─── Extracted records
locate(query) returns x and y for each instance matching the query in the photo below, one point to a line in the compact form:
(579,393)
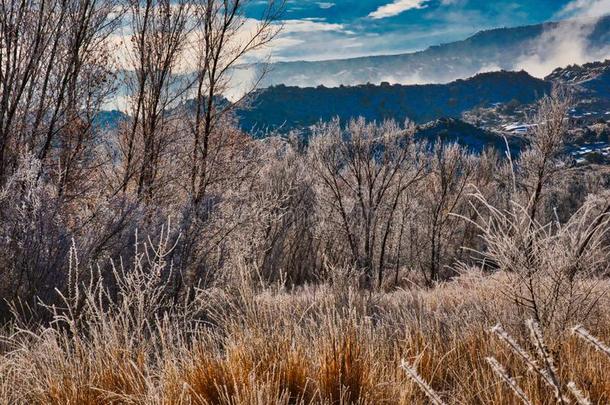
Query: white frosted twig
(511,382)
(423,385)
(549,372)
(597,344)
(512,344)
(580,397)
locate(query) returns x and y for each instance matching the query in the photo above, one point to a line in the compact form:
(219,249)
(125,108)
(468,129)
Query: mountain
(452,130)
(285,108)
(502,48)
(593,77)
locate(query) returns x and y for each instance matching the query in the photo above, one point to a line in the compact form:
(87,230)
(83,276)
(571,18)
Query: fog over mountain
(538,49)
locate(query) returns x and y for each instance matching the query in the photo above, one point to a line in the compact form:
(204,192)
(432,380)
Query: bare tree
(364,171)
(55,65)
(160,30)
(223,38)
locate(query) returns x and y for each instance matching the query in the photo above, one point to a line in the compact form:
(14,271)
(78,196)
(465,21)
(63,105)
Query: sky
(335,29)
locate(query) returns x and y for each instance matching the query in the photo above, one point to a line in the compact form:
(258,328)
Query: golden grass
(311,346)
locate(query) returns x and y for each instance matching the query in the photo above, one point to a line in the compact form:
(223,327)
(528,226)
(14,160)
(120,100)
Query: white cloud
(308,25)
(564,44)
(397,7)
(586,8)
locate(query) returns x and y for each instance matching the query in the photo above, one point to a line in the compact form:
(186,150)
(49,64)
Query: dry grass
(315,345)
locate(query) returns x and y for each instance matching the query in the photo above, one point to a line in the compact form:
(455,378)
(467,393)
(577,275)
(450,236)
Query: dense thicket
(361,196)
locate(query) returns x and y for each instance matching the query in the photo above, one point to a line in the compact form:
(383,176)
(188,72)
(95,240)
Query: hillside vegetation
(173,258)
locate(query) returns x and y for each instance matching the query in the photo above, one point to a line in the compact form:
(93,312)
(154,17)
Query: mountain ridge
(487,50)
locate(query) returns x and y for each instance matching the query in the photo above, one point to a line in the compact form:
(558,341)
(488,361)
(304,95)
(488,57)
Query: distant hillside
(495,49)
(451,130)
(594,77)
(287,108)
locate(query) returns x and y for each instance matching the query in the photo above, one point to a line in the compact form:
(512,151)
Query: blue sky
(329,29)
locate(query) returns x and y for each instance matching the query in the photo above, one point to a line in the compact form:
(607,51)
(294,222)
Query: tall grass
(254,344)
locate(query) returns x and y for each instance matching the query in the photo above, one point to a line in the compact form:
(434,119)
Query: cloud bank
(397,7)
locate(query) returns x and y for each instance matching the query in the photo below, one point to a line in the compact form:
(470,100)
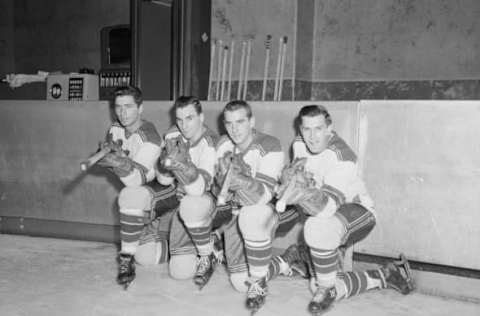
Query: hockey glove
(247,190)
(178,161)
(118,162)
(297,187)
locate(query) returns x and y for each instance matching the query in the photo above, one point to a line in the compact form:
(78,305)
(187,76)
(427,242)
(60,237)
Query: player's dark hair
(184,101)
(315,110)
(237,105)
(135,92)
──────
• [Set problem]
Pictures stay out of the copy; please restate every record above exactly.

• [Task answer]
locate(query) returns x and y for each instance matching the query in the photo below, one point to a line in the compact form:
(579,393)
Query: white frosted twig
(511,382)
(423,385)
(549,372)
(597,344)
(512,344)
(580,397)
locate(query) returns x and y for each instance matching the query in the photo above, one point to a line in the compact form:
(219,249)
(125,108)
(468,129)
Query: mountain
(452,130)
(285,108)
(502,48)
(593,77)
locate(query) returns x and y for each instance matching the query in the photo above, one point to a line in the compact form:
(87,230)
(83,276)
(571,18)
Query: fog over mountain
(538,49)
locate(query) returns x and y for each instance matching the query in the photo above, one point to a line in the compact form:
(204,192)
(432,380)
Query: bare tree
(364,171)
(55,65)
(160,30)
(223,38)
locate(query) returns x and y for each instance matching the query in the photo above, one point to a line in the compact form:
(14,271)
(78,196)
(465,21)
(63,105)
Query: sky
(335,29)
locate(query) returns x and y for each instance matching the query in the photo above, one point to a line in the compact form:
(258,328)
Query: golden grass
(311,346)
locate(query) returns x and y for each instance matching the query in the photo above, one point to a line in the compact form:
(223,327)
(528,226)
(14,160)
(120,100)
Query: white cloud
(308,25)
(564,44)
(397,7)
(586,8)
locate(query) returns x and y for each instance matching the query in the photo above, one point to a line in the compact form:
(186,150)
(49,64)
Query: dry grass
(315,345)
locate(query) returns x and y for each instance matching the query in the photo above, one point to a line in the compact form:
(455,378)
(467,393)
(577,275)
(450,236)
Query: dense thicket
(361,196)
locate(query) returns x and y for each instance matching the query in the photo above, one point to a line in the compact form:
(383,176)
(188,72)
(95,240)
Query: hillside vegetation
(173,258)
locate(query) returns x and y for each instance matching the query in the photo above, one point to a line in the compact form:
(93,312)
(154,17)
Query: mountain ridge
(487,50)
locate(query) returns x and y for each instance matching the query in the photo above, one point to a line in the compact form:
(558,341)
(488,361)
(304,95)
(488,57)
Query: distant hillside
(495,49)
(451,130)
(594,77)
(287,108)
locate(query) returns x and y for each instance matching the query in the photo above, one point to a line in the compact form:
(512,151)
Query: blue sky
(329,29)
locate(query) returns x and y for each instance matching the query in the photo above, one point to a line in the compact form:
(607,51)
(294,222)
Query: tall grass
(254,344)
locate(query) returns x and y for each instance matching the query in the photo above, one point to a line in the compact form:
(434,119)
Query: cloud bank
(397,7)
locate(query) returns x and y for each instance matching the query in the photo below, one point to a line in the compact form:
(470,100)
Query: hockey glove
(247,190)
(178,161)
(118,162)
(297,187)
locate(query) returns x and y for each instance matching the query in the photo above, one point to a line in the compact form:
(78,305)
(187,76)
(427,242)
(60,237)
Query: player's dark hair
(184,101)
(315,110)
(237,105)
(135,92)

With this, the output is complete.